» Problem details
Write out each of the following lines verbatim.

----

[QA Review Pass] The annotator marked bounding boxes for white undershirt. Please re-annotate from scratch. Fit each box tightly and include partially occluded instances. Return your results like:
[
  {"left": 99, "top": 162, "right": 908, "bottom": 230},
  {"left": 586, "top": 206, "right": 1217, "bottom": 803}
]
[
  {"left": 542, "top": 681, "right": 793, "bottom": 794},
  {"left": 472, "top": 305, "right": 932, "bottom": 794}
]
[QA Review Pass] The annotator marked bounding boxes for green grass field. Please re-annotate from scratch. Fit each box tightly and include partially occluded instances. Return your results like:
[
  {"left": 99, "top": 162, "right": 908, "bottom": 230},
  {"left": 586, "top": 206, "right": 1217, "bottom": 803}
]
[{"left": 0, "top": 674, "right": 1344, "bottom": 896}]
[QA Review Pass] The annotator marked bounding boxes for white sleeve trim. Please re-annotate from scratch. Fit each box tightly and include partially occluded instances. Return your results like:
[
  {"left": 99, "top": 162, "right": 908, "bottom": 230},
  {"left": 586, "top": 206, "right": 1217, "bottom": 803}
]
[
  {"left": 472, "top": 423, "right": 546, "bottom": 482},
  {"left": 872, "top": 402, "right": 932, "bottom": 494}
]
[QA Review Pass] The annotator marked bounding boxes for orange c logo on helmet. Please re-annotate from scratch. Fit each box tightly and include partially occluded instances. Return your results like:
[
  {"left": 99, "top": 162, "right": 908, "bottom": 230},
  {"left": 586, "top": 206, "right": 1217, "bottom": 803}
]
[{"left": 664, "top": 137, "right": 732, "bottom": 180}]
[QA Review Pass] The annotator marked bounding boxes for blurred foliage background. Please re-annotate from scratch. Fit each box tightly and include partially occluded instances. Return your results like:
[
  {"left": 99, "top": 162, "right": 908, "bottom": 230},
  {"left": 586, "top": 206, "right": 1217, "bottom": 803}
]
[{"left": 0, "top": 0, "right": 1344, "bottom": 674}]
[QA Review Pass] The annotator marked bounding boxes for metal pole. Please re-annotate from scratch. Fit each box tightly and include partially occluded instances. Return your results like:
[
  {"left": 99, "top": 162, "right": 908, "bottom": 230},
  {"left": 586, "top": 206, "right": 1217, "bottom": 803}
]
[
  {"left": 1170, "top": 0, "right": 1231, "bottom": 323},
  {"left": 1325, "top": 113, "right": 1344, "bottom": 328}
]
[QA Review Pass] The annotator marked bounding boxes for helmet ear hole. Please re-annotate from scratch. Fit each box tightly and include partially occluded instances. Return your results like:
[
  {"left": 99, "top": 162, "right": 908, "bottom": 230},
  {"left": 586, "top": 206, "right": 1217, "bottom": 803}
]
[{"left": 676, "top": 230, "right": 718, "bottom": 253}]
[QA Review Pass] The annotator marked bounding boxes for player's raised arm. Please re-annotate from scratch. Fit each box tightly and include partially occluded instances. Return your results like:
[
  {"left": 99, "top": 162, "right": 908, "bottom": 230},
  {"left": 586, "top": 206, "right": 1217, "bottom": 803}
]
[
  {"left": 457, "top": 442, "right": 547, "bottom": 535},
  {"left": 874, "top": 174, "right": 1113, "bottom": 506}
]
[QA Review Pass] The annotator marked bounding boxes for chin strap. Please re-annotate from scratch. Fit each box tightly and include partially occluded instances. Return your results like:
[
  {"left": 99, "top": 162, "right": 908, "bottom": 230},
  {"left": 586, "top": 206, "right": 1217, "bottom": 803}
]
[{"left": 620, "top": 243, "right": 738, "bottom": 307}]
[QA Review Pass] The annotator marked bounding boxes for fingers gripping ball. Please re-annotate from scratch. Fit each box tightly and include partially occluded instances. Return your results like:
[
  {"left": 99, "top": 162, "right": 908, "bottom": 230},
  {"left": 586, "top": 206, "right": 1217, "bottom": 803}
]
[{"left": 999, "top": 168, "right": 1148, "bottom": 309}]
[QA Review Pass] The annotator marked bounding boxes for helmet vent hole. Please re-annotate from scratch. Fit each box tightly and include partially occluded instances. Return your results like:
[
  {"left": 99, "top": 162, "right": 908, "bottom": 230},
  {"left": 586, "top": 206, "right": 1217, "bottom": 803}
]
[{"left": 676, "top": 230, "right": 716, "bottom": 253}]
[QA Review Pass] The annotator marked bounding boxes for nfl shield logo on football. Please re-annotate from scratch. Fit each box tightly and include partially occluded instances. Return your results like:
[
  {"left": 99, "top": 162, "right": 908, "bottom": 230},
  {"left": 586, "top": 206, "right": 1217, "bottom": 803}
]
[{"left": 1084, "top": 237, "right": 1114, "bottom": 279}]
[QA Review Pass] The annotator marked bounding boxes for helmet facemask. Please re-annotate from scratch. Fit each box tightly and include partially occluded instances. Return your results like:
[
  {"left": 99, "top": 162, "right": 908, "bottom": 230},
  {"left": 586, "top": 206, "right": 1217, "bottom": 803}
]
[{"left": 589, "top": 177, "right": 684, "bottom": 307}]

----

» Result
[QA Review Pass] The annotator marked bounding boxes for white undershirt. Please re-annotate from scratch. Fit each box tightly and include partially occluded instances. Return your results like:
[
  {"left": 99, "top": 162, "right": 908, "bottom": 230},
  {"left": 586, "top": 206, "right": 1217, "bottom": 803}
]
[
  {"left": 542, "top": 681, "right": 793, "bottom": 794},
  {"left": 472, "top": 305, "right": 932, "bottom": 794}
]
[QA Review Pass] The annotator marked bounding boxes for green grass field. Please re-annotate from scratch. Fit each box tightly and include partially occluded instances. Return your results like:
[
  {"left": 99, "top": 162, "right": 908, "bottom": 230},
  {"left": 586, "top": 206, "right": 1217, "bottom": 803}
]
[{"left": 0, "top": 674, "right": 1344, "bottom": 896}]
[QA Review Pass] The annotator marked bounding boxes for white sleeve trim. Please re-annotate from scratch. Fit each box tightly and include partially occluded instances. Return your results like:
[
  {"left": 99, "top": 162, "right": 908, "bottom": 230},
  {"left": 586, "top": 206, "right": 1217, "bottom": 803}
]
[
  {"left": 472, "top": 423, "right": 546, "bottom": 482},
  {"left": 872, "top": 402, "right": 932, "bottom": 494}
]
[QA Review Pass] The annotator marked bounding boxes for orange c logo on helmet. Please re-annotate from scratch. Fit each box tightly and include partially occluded instances. Return your results like:
[
  {"left": 99, "top": 162, "right": 908, "bottom": 230},
  {"left": 586, "top": 206, "right": 1217, "bottom": 803}
]
[{"left": 664, "top": 137, "right": 732, "bottom": 180}]
[QA Review Pass] The annotator marked bounding boxes for blurred foliage background. Please re-annotate from scratch. Fit each box tightly and include partially occluded instances. Return your results like:
[
  {"left": 99, "top": 162, "right": 908, "bottom": 230},
  {"left": 586, "top": 206, "right": 1217, "bottom": 803}
]
[{"left": 0, "top": 0, "right": 1344, "bottom": 674}]
[QA Review Pass] The annotator marked bounding boxes for metal pole. Please re-annotate from scratch. Fit each box tightly and include partially occluded instances. Return your results like:
[
  {"left": 99, "top": 162, "right": 908, "bottom": 230},
  {"left": 586, "top": 206, "right": 1217, "bottom": 803}
]
[
  {"left": 1170, "top": 0, "right": 1231, "bottom": 323},
  {"left": 1325, "top": 113, "right": 1344, "bottom": 328}
]
[QA Review Pass] The annotator marked bounding boxes for helmet ear hole. Please re-annotate from scratch. Fit each box tightly and include partially occluded instances. Return your results like:
[
  {"left": 99, "top": 162, "right": 908, "bottom": 230},
  {"left": 586, "top": 206, "right": 1217, "bottom": 803}
]
[{"left": 676, "top": 230, "right": 718, "bottom": 253}]
[QA Review Pass] The annotator marked bounding boxes for player's raised arm. Please re-annotate from scratch. Fit each box tightly and include partially occluded instances. Return your results like:
[
  {"left": 99, "top": 162, "right": 908, "bottom": 230},
  {"left": 586, "top": 206, "right": 1217, "bottom": 803}
]
[
  {"left": 457, "top": 442, "right": 547, "bottom": 535},
  {"left": 874, "top": 174, "right": 1113, "bottom": 506}
]
[QA Review Pass] The annotator marked bounding boxes for chin strap. Please re-annotate from scratch. Fit each box tightly and include partially occluded instances. Return your results like:
[
  {"left": 99, "top": 162, "right": 908, "bottom": 230},
  {"left": 586, "top": 206, "right": 1217, "bottom": 803}
]
[{"left": 620, "top": 243, "right": 738, "bottom": 307}]
[QA Review Pass] The annotator marked bounding boxes for fingers gripping ball. Please re-annotate from scratch. Fit each box tightly and include partially occluded instances. Return your results like:
[
  {"left": 99, "top": 162, "right": 908, "bottom": 230},
  {"left": 586, "top": 206, "right": 1217, "bottom": 803}
]
[{"left": 999, "top": 168, "right": 1148, "bottom": 309}]
[QA Review Pass] The annotator marked bounding boxes for helmet vent hole. Please re-annotate from scratch. Fit each box tightly and include partially occluded instances. Return your results like:
[
  {"left": 99, "top": 162, "right": 908, "bottom": 230},
  {"left": 586, "top": 206, "right": 1217, "bottom": 803}
]
[{"left": 676, "top": 230, "right": 716, "bottom": 253}]
[QA Review Pass] The annotator marked bounding boxes for nfl shield logo on football. Please re-annotate from scratch. Fit each box tightly and include partially occluded instances. Return your results like:
[
  {"left": 99, "top": 162, "right": 908, "bottom": 230},
  {"left": 586, "top": 206, "right": 1217, "bottom": 803}
]
[{"left": 1084, "top": 237, "right": 1114, "bottom": 279}]
[QA Review Pass] The annotator marked bounding boxes for helmet facemask. Please re-annotate from scratch. Fit each box tightly and include partially occluded instances. Return your results like:
[
  {"left": 99, "top": 162, "right": 908, "bottom": 230},
  {"left": 586, "top": 206, "right": 1217, "bottom": 803}
]
[{"left": 589, "top": 177, "right": 684, "bottom": 307}]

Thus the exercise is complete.